> **TASK TO CARRY OUT**
Once the line containing "# sample shape, e.g. [[173, 39]]" is found in the records below, return it and each following line exactly, up to and including the line containing "# sample shape, e.g. [[173, 314]]", and nothing else.

> **SOURCE DATA**
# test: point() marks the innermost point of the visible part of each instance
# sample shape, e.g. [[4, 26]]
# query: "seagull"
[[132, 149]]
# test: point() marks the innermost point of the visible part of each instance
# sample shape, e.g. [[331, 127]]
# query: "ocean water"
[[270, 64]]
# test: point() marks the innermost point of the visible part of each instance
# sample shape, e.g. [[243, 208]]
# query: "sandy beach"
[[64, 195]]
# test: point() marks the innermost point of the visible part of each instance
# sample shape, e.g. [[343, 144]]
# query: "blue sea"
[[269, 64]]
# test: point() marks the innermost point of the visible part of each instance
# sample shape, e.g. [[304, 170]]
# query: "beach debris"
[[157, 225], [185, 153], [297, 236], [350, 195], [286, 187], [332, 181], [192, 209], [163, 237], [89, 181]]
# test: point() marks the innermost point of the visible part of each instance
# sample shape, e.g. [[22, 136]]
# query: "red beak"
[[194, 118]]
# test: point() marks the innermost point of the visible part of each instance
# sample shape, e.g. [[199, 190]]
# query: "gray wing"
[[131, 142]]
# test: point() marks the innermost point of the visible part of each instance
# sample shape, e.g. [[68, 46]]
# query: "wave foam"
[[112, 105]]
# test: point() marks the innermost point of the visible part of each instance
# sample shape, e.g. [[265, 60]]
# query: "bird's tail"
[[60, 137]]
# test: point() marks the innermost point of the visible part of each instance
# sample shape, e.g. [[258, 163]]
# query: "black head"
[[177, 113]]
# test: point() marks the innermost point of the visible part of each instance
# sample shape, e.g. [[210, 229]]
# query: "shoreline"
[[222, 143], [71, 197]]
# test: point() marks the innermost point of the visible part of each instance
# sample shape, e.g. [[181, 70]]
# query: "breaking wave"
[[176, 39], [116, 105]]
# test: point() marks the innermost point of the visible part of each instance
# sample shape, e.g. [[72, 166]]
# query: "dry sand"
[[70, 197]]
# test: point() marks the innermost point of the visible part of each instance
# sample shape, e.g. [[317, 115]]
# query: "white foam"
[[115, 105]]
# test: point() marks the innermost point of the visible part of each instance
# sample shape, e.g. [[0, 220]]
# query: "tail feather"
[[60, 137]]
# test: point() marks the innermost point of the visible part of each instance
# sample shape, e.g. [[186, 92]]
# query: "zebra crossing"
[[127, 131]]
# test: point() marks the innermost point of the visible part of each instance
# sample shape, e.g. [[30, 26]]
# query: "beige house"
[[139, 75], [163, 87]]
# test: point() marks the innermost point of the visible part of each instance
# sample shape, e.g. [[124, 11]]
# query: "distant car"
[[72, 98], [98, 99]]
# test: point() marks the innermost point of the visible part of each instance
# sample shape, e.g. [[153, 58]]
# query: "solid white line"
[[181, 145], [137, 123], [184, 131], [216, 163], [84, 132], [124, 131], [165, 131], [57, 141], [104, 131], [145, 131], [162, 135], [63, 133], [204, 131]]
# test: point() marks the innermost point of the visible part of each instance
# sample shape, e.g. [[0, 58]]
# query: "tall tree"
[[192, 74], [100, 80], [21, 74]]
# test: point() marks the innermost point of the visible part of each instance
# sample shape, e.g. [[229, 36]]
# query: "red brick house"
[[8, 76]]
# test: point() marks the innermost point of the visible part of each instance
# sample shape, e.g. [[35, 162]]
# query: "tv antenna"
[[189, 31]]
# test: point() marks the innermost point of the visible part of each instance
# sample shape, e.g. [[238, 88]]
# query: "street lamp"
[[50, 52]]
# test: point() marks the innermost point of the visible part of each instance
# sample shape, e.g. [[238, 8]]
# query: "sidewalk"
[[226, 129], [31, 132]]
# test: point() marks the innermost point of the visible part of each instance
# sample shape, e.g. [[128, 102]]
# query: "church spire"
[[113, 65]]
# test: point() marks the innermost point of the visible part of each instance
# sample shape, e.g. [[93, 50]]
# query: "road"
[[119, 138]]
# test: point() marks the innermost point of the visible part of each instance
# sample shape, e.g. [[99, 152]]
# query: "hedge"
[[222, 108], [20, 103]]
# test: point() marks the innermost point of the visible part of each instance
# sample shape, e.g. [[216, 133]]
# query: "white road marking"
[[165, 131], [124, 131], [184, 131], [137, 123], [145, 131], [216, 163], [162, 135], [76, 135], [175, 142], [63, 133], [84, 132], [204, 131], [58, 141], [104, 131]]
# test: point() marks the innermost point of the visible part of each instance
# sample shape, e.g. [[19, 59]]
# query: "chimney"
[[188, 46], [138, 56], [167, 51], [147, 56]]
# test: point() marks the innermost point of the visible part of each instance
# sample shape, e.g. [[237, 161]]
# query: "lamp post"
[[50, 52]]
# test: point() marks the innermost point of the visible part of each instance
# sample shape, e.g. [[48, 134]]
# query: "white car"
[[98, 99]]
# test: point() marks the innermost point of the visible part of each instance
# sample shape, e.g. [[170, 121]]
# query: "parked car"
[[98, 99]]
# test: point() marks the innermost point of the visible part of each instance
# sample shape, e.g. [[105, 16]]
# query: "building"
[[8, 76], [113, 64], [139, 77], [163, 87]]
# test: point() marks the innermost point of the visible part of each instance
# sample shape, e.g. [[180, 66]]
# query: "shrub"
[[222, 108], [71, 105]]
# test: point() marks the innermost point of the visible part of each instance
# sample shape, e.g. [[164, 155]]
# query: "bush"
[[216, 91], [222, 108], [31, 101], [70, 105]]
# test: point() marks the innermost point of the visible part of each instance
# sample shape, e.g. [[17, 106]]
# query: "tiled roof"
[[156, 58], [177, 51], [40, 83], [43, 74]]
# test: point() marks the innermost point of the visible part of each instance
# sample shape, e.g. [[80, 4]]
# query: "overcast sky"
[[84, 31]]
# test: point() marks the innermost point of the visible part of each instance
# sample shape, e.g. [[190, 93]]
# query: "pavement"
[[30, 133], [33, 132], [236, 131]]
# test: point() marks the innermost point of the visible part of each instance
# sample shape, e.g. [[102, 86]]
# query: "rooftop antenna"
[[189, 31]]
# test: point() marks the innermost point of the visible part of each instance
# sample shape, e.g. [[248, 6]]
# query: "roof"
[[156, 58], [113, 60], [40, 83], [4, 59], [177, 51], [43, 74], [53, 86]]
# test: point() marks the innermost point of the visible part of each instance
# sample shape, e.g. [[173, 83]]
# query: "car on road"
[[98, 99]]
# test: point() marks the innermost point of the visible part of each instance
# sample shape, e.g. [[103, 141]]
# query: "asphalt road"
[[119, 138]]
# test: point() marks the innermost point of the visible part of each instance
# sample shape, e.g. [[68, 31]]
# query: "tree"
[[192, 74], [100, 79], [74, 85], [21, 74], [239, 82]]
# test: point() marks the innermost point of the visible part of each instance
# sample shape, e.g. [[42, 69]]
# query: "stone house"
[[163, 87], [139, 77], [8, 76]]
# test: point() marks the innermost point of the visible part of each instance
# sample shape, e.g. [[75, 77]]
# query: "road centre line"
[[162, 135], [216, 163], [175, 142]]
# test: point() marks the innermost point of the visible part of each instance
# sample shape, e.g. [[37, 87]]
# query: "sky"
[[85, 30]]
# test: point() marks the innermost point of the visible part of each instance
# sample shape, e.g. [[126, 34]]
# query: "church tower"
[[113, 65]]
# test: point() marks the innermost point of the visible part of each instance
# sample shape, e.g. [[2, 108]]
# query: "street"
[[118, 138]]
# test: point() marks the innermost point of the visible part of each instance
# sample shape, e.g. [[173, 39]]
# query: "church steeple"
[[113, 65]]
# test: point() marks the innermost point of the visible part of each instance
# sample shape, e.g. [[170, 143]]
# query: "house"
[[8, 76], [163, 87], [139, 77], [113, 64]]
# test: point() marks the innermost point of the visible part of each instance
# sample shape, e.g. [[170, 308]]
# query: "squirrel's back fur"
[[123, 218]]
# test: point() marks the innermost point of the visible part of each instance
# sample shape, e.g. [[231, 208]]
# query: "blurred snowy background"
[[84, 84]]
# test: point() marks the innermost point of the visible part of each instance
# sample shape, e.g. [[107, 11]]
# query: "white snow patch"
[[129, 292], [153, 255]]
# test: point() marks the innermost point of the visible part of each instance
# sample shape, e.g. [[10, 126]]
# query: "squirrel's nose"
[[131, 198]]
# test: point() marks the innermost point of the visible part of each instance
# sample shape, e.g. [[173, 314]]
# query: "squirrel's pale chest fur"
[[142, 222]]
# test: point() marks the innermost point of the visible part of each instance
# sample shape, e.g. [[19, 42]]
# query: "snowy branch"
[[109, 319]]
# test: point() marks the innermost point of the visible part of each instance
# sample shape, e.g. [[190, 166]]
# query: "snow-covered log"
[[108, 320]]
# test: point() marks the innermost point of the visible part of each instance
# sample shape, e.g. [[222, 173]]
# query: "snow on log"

> **RESULT OF THIS EXERCISE**
# sample shape, e.g. [[173, 39]]
# query: "church steeple"
[[113, 65]]
# test: point() marks the innermost point of the visible part of each instance
# sample shape, e.g. [[170, 143]]
# query: "house"
[[8, 76], [163, 87], [139, 77], [113, 64]]
# test: point() marks the innermost point of the visible part of each instance
# sample shape, e.g. [[170, 308]]
# query: "squirrel's back fur"
[[123, 218]]
# test: point() marks the innermost point of the visible part of each instance
# sample shape, e.g. [[231, 208]]
# query: "blurred snowy background"
[[84, 84]]
# test: point() marks the innermost point of the visible part of each instance
# sample shape, e.g. [[107, 11]]
# query: "white snow patch"
[[129, 292], [153, 255]]
# test: point() marks the innermost point of the visible part of each instance
# sample shape, e.g. [[10, 126]]
# query: "squirrel's nose"
[[131, 198]]
# test: point() marks the innermost point of the visible part of each instance
# sample shape, e.g. [[173, 314]]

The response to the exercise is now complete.